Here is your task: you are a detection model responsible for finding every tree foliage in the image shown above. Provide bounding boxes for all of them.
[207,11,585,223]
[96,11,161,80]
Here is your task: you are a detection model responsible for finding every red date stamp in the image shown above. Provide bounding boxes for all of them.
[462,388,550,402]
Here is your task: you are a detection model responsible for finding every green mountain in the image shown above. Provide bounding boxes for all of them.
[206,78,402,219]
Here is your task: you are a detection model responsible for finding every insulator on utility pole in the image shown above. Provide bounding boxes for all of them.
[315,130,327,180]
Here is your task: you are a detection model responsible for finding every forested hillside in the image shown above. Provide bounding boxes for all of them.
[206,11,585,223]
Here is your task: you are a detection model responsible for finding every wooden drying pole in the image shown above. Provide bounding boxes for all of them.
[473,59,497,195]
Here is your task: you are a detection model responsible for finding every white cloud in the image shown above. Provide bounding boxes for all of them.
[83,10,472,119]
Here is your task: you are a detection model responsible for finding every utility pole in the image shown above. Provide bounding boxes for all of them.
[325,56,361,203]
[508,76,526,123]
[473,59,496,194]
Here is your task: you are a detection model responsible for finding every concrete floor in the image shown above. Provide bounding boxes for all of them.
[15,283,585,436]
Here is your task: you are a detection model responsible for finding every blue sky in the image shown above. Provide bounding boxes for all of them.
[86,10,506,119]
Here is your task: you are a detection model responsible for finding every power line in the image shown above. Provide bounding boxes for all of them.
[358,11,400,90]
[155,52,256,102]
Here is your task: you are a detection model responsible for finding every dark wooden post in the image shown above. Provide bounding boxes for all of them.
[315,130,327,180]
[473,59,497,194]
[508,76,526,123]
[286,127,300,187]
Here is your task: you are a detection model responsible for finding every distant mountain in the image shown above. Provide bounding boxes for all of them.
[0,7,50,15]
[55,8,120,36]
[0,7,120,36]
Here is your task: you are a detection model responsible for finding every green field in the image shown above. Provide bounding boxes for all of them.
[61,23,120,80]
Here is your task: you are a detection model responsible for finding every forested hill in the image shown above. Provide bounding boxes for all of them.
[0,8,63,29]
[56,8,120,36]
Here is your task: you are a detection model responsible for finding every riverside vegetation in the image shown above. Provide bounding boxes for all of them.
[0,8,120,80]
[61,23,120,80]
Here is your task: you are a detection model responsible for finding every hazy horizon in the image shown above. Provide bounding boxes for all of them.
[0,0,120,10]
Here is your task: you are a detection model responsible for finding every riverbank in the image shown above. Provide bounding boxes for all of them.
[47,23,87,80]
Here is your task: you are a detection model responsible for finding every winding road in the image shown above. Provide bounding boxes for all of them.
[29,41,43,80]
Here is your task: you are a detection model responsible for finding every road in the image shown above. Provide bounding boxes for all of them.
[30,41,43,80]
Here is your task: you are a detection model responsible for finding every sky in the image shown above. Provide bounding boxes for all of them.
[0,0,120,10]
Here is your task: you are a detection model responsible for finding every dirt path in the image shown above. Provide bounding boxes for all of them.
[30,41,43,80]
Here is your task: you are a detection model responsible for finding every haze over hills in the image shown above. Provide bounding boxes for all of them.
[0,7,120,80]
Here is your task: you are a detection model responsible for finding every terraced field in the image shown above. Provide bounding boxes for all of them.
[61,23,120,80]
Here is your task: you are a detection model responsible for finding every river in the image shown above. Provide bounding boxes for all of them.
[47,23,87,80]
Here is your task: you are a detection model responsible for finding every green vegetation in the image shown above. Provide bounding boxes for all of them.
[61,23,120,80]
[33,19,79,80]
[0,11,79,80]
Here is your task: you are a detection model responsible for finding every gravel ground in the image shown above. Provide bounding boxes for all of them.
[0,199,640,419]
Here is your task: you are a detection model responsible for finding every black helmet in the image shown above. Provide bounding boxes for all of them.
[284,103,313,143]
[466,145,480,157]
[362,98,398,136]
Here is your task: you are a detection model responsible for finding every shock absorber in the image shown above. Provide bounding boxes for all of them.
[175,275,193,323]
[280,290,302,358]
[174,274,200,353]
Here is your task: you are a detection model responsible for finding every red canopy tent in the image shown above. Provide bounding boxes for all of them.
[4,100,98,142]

• • •

*Exercise*. Reproduce every line of the listing above verbatim, in the same order.

*Exercise output*.
Here is your task: you are a detection model responsible for finding every tree foliage in the image shown above. Provide bounding boxes for all of them.
[207,11,585,223]
[96,11,161,80]
Here is your task: you are a detection model responsible for finding every red date stamp in the image shown above. Provide bounding boxes for all of them.
[462,388,550,402]
Here is your task: you are a detection model responsible for finding every green mountain in the image shown above. Provide bounding boxes for all of them.
[206,78,402,219]
Here is your task: you are a detection model responsible for finding every insulator on utility pole in the image shown above. Provide bounding boxes for all of them.
[315,130,327,180]
Here is your task: you are a detection model responsible for finding every forested hillside in the image shown above. Provide bounding boxes for all of them.
[206,11,585,223]
Here is your task: you are a detection model responsible for finding every wooden drying pole in the image shown above. Provide bounding boxes for all of them.
[473,59,497,195]
Here is your task: you are a detection model responsible for finding every white cloud in the image shown above. Provide bounding boxes for all of them.
[83,10,472,119]
Here is your task: you are a detection model responsible for finding every utility pole in the image shown above. Provide bounding boxes for all of them.
[325,56,361,203]
[508,76,526,123]
[473,59,496,194]
Here is your task: you are a detection model responsible for finding every concrete floor in the image shown above. Provide bounding boxes for all of them.
[15,283,585,436]
Here is your task: you are a detection model responsible for finding every blue sky in the image shown above. Provide bounding boxes for all of them.
[86,10,506,119]
Here is your task: you are a detection model responsible for finding every power line in the image shown above. Provide bounding boxes for all of them.
[358,11,400,90]
[155,52,256,102]
Here is your task: you are a detection model responsible for finding every dark wooden post in the image shown above. Provide bounding boxes for all of them.
[315,130,327,180]
[473,59,497,194]
[508,76,526,123]
[286,127,300,187]
Here is your task: you are a detection model responsible for finding every distant mountain in the image shown above. Provide bounding boxes for all of them.
[0,7,50,15]
[55,8,120,36]
[0,7,120,36]
Here is your task: you are a detection model responsible for finding every green field in the image shown above. Provide bounding boxes for all of them.
[61,23,120,80]
Here is your task: you are a detection model responsible for finding every forested hill in the image shown above. Provide bounding boxes for all of them.
[0,8,63,29]
[56,8,120,36]
Here is your task: you are a detection model responsible for finding every riverside vegetation in the image shown above. Provide bounding boxes for all of them.
[0,8,120,80]
[61,23,120,80]
Here is your task: you are a detection model responsible for finding every hazy horizon in the image shown above. Provide bounding boxes for all of them.
[0,0,120,10]
Here is your task: you are a detection model responsible for finding every riverbank in the image shown above. Provide bounding boxes for all of them.
[47,23,87,80]
Here is your task: you are a detection model responsible for finding every winding road in the image shown above. Provide bounding boxes for all of them.
[29,41,43,80]
Here is your task: you are a detection model responsible for finding every road in the image shown above. Provide bounding boxes for all of them.
[30,41,43,80]
Here is your task: you are a detection model responsible for finding every sky in the image shown above. Provide bounding boxes for all of them.
[0,0,120,10]
Here is your task: you are a detection model responsible for finding every dirt path in the image shown above. Provide bounding boxes for all of them.
[30,41,43,80]
Here is your task: you are a detection model responsible for finding every haze over hills in the image shown above. Provide bounding boxes for all of them.
[0,7,120,80]
Here is your task: you are a detection model responsible for finding every terraced field in the image shown above. Provide bounding boxes for all of them.
[61,23,120,80]
Here is your task: you are a detection model responsible for finding every river in the image shown above. Provide bounding boxes for all of them.
[47,23,87,80]
Here is your task: you are a detection model responsible for finding every green vegetation in the image shown above. Provide bounding boxes for all of them.
[61,23,120,80]
[33,19,79,80]
[0,11,79,80]
Here is your task: you are a detection model responsible for finding every gravel ground in the image shown above. Provide bounding boxes for all of them.
[0,199,640,419]
Here is your task: you are a detection model responsible for finding every black helmet in the image shown above. Provide bounding boxes for all of them.
[284,103,313,143]
[466,145,480,157]
[362,98,398,136]
Here is your task: you are a detection model responsible for finding every shock absorber in the image shown above. Provide bounding boxes for all of them.
[175,275,193,323]
[280,290,302,358]
[174,274,200,353]
Here is your task: you are a detection model responsible for finding every red canopy tent in the image shown above. Provide bounding boxes for all of them.
[4,100,98,142]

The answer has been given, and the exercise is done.